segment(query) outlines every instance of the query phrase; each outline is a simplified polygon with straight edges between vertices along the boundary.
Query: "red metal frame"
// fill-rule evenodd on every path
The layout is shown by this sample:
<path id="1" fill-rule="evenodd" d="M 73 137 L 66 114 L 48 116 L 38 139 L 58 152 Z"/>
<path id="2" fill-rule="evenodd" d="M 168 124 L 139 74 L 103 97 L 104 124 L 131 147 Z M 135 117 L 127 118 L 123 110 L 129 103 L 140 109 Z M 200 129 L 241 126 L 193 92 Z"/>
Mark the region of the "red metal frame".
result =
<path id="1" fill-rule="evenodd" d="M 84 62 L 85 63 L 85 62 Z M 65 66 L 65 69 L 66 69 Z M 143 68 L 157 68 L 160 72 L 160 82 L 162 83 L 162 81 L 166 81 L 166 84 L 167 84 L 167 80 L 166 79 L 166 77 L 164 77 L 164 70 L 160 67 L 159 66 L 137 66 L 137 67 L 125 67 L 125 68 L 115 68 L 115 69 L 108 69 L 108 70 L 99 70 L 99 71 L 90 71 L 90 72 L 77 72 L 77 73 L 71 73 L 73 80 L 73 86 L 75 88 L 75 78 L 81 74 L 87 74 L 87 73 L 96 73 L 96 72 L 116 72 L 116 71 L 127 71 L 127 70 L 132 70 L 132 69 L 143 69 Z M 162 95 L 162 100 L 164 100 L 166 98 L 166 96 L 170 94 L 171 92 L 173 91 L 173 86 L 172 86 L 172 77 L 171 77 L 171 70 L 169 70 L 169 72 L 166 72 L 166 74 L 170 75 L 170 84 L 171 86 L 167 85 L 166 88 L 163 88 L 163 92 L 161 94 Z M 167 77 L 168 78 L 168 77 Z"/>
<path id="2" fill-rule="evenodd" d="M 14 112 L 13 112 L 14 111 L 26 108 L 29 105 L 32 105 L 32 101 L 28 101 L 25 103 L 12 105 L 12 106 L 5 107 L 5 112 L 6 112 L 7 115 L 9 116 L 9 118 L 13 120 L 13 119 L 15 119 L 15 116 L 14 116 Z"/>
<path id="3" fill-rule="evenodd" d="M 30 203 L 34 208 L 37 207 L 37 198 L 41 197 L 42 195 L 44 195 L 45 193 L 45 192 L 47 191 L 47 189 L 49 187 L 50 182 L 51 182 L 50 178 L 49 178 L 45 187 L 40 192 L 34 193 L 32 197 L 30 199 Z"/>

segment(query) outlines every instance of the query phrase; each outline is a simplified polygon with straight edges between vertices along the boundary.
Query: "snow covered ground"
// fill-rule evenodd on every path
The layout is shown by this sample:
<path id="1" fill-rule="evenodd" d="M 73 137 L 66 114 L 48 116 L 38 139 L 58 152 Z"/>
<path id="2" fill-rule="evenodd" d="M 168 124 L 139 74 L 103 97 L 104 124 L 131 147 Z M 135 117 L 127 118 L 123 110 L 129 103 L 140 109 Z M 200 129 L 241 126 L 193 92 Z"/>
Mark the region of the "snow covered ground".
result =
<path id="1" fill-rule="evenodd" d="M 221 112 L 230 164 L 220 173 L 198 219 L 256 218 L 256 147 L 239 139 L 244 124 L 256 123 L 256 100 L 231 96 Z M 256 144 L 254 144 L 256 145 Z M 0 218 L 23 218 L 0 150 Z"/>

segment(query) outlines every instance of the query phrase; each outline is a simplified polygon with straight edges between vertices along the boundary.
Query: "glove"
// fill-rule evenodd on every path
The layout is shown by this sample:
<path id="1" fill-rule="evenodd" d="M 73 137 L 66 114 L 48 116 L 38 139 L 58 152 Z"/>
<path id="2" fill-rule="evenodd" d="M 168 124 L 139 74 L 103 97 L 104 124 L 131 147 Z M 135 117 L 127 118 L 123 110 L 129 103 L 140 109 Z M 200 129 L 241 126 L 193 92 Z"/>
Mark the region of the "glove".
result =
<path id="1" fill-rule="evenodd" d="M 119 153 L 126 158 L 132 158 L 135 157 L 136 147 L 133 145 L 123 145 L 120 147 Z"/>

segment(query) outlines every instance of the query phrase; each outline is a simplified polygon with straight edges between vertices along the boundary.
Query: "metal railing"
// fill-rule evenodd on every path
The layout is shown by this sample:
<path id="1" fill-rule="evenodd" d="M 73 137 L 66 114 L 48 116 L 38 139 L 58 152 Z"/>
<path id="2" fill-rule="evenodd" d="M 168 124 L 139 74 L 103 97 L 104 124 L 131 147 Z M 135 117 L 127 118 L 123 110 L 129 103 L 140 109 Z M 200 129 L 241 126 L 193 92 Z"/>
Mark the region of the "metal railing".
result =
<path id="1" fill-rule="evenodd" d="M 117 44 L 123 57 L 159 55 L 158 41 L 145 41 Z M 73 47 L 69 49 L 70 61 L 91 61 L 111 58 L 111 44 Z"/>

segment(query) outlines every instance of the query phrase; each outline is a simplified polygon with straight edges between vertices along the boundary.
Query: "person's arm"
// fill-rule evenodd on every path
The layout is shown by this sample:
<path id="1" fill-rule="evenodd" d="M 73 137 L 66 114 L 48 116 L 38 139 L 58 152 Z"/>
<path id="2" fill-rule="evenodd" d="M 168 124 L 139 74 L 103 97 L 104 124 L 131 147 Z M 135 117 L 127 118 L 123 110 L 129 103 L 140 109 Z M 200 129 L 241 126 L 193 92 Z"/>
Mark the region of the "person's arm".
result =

(РАБОЧАЯ ИНСТРУКЦИЯ)
Отредактируйте строки всех записей, заменив «simplified» на «approximate». Всё остальное оставьте без изменений.

(ПОШАГОВОЕ РЕШЕНИЕ)
segment(query) outlines every instance of the query phrase; each outline is a approximate polygon with straight edges between vertices along the boundary.
Query: "red metal frame"
// fill-rule evenodd on every path
The layout is shown by this sample:
<path id="1" fill-rule="evenodd" d="M 73 137 L 66 114 L 48 116 L 38 139 L 58 152 Z"/>
<path id="2" fill-rule="evenodd" d="M 168 124 L 139 74 L 103 97 L 104 124 L 131 147 Z M 135 117 L 127 118 L 123 110 L 129 103 L 140 109 Z M 200 129 L 241 126 L 193 92 Z"/>
Mark the region of the "red metal frame".
result =
<path id="1" fill-rule="evenodd" d="M 84 62 L 85 63 L 85 62 Z M 65 66 L 65 69 L 66 69 Z M 143 68 L 157 68 L 160 72 L 160 82 L 162 83 L 162 81 L 166 81 L 166 84 L 167 84 L 167 80 L 166 79 L 166 77 L 164 77 L 164 70 L 160 67 L 159 66 L 137 66 L 137 67 L 125 67 L 125 68 L 115 68 L 115 69 L 108 69 L 108 70 L 99 70 L 99 71 L 90 71 L 90 72 L 77 72 L 77 73 L 71 73 L 73 80 L 73 86 L 75 88 L 75 78 L 81 74 L 87 74 L 87 73 L 96 73 L 96 72 L 116 72 L 116 71 L 127 71 L 127 70 L 132 70 L 132 69 L 143 69 Z M 162 95 L 162 100 L 164 100 L 166 98 L 166 96 L 170 94 L 171 92 L 173 91 L 173 86 L 172 86 L 172 77 L 171 77 L 171 70 L 169 70 L 169 72 L 166 72 L 166 74 L 170 75 L 170 84 L 171 86 L 167 85 L 166 88 L 163 88 L 163 92 L 161 94 Z M 167 77 L 168 78 L 168 77 Z"/>
<path id="2" fill-rule="evenodd" d="M 14 112 L 13 112 L 14 111 L 26 108 L 29 105 L 32 105 L 32 101 L 28 101 L 25 103 L 12 105 L 12 106 L 5 107 L 5 112 L 6 112 L 7 115 L 9 116 L 9 118 L 13 120 L 13 119 L 15 119 L 15 116 L 14 116 Z"/>
<path id="3" fill-rule="evenodd" d="M 30 203 L 34 208 L 37 207 L 37 198 L 41 197 L 42 195 L 44 195 L 45 193 L 45 192 L 47 191 L 47 189 L 49 187 L 50 182 L 51 182 L 50 178 L 49 178 L 45 187 L 40 192 L 34 193 L 32 197 L 30 199 Z"/>

segment(query) outlines every instance of the query phrase; each outline is a approximate polygon with straight edges between vertices along the boundary.
Query: "snow covered ground"
// fill-rule evenodd on every path
The layout is shown by this sample:
<path id="1" fill-rule="evenodd" d="M 73 137 L 66 114 L 48 116 L 38 139 L 58 152 Z"/>
<path id="2" fill-rule="evenodd" d="M 168 124 L 139 74 L 103 97 L 104 124 L 131 147 Z M 135 117 L 127 118 L 123 110 L 129 103 L 140 109 Z M 200 129 L 241 126 L 193 92 Z"/>
Mark the region of the "snow covered ground".
result =
<path id="1" fill-rule="evenodd" d="M 221 112 L 230 164 L 220 173 L 198 219 L 256 218 L 256 147 L 239 139 L 244 124 L 256 123 L 256 100 L 231 96 Z M 256 144 L 254 144 L 256 145 Z M 0 218 L 23 218 L 0 150 Z"/>

segment(query) outlines every instance of the query phrase; each outline is a approximate polygon with straight edges between vertices along the boundary.
Query: "glove"
// fill-rule evenodd on every path
The layout is shown by this sample:
<path id="1" fill-rule="evenodd" d="M 73 137 L 66 114 L 48 116 L 38 139 L 58 152 Z"/>
<path id="2" fill-rule="evenodd" d="M 168 124 L 139 74 L 103 97 L 104 124 L 131 147 Z M 135 117 L 127 118 L 123 110 L 129 103 L 140 109 Z M 200 129 L 241 126 L 193 92 Z"/>
Mark the region of the "glove".
result =
<path id="1" fill-rule="evenodd" d="M 119 153 L 126 158 L 132 158 L 135 157 L 136 147 L 133 145 L 123 145 L 120 147 Z"/>

segment(query) outlines every instance of the query phrase; each outline is a approximate polygon with straight edges between vertices along the boundary.
Query: "metal railing"
// fill-rule evenodd on every path
The layout is shown by this sample:
<path id="1" fill-rule="evenodd" d="M 73 137 L 66 114 L 48 116 L 38 139 L 58 152 Z"/>
<path id="2" fill-rule="evenodd" d="M 168 124 L 139 74 L 103 97 L 104 124 L 131 147 Z M 135 117 L 127 118 L 123 110 L 129 103 L 140 109 Z M 200 129 L 241 126 L 193 92 Z"/>
Mark the region of the "metal railing".
result =
<path id="1" fill-rule="evenodd" d="M 117 44 L 123 57 L 159 55 L 158 41 L 145 41 Z M 73 47 L 69 49 L 70 61 L 91 61 L 111 58 L 111 44 Z"/>

segment(query) outlines every instance of the query phrase; each outline is a approximate polygon with straight edges between vertices along the boundary.
Query: "person's arm"
// fill-rule evenodd on every path
The layout is shown by this sample:
<path id="1" fill-rule="evenodd" d="M 73 137 L 66 114 L 48 116 L 38 139 L 58 152 Z"/>
<path id="2" fill-rule="evenodd" d="M 168 124 L 139 74 L 103 97 L 104 124 L 131 147 Z M 135 117 L 127 118 L 123 110 L 129 103 L 140 109 Z M 200 129 L 241 126 L 193 92 Z"/>
Mark the region of the "person's arm".
result =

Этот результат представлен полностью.